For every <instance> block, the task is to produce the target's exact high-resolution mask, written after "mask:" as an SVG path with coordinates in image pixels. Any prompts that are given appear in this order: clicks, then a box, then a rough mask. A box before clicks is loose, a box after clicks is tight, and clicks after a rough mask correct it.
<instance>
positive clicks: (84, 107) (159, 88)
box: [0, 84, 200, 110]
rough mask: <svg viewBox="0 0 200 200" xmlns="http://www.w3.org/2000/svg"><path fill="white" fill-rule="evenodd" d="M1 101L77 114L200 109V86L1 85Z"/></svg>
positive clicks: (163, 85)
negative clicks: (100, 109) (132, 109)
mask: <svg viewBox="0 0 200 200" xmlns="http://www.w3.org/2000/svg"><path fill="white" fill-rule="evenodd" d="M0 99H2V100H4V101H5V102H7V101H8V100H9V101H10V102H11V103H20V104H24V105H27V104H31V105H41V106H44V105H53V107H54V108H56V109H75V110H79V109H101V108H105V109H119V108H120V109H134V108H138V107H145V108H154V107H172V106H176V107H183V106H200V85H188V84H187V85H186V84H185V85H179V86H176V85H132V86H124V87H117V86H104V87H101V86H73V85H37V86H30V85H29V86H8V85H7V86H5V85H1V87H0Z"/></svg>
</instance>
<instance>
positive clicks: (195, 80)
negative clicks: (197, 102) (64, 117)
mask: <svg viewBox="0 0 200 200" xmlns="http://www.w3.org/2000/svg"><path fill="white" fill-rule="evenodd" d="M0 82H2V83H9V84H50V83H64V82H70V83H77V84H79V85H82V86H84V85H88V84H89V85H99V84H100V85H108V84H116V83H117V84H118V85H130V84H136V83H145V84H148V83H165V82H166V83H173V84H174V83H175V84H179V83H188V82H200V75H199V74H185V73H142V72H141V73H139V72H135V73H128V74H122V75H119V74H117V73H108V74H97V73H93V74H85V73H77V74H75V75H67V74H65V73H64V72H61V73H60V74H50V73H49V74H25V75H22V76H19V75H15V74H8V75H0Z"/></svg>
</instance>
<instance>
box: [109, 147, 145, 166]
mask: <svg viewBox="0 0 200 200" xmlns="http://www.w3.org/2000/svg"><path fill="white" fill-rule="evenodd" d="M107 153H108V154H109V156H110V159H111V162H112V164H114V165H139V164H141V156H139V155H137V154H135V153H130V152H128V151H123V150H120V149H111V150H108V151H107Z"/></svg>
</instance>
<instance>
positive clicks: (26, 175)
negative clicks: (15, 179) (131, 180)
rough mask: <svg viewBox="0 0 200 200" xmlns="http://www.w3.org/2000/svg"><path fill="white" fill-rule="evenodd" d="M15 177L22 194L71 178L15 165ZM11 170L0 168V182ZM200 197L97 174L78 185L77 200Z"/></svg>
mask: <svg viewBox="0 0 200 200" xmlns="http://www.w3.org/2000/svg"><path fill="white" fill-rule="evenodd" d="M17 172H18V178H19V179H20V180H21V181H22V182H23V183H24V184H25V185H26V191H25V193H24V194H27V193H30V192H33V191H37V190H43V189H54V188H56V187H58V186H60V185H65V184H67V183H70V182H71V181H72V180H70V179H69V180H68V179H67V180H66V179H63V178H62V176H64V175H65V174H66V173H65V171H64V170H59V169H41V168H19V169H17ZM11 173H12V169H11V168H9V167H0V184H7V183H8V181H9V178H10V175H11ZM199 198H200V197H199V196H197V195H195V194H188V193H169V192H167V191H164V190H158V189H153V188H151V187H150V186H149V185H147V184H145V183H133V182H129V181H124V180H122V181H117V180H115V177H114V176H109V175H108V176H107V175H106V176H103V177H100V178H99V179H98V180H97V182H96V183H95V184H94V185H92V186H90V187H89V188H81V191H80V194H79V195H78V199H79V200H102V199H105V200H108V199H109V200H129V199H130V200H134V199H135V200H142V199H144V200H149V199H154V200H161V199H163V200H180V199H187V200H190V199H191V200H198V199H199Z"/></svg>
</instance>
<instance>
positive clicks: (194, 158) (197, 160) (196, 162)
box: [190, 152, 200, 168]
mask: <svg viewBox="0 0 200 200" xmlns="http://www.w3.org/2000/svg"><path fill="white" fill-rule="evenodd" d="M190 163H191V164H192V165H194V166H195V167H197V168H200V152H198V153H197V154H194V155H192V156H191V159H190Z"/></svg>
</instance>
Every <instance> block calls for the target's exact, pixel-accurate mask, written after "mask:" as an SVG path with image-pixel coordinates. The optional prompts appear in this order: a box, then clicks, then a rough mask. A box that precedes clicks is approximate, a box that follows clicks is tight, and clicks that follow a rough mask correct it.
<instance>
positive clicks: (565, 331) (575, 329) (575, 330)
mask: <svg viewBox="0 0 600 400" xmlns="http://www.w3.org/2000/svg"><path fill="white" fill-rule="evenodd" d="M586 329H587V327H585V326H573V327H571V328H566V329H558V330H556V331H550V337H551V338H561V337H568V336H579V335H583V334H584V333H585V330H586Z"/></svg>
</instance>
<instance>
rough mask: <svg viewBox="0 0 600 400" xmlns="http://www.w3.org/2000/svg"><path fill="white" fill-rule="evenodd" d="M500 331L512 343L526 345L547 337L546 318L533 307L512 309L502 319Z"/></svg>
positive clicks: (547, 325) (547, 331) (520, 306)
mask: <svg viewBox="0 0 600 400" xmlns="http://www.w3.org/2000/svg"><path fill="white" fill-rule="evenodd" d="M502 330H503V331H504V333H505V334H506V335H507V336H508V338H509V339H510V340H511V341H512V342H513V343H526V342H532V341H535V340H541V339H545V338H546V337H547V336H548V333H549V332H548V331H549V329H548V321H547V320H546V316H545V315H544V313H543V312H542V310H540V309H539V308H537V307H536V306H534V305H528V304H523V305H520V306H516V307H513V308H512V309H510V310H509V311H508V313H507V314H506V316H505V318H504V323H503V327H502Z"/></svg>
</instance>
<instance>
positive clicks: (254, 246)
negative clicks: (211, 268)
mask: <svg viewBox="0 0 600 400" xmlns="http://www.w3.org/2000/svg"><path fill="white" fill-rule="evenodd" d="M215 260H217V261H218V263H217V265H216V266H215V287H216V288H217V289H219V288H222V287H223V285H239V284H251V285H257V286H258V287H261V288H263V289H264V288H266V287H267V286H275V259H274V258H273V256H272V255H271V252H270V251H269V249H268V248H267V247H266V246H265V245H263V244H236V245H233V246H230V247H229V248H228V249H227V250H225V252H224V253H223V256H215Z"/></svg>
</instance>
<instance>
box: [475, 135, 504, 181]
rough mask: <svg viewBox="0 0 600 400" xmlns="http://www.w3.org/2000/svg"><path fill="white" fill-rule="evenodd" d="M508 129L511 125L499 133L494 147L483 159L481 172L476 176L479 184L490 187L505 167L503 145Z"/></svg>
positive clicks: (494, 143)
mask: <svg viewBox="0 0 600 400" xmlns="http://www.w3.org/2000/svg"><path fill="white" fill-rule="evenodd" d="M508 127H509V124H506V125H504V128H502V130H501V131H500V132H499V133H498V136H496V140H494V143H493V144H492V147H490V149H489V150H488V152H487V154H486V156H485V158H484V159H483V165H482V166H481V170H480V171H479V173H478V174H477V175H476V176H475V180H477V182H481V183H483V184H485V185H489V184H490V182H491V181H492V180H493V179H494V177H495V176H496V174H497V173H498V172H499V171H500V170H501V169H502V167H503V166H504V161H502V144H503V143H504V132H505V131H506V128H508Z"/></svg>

.....

→ HOW TO COMPLETE THIS TASK: Where a line in the data contains the string "correct", add it to your count, and give only the final number.

→ TASK OUTPUT: 2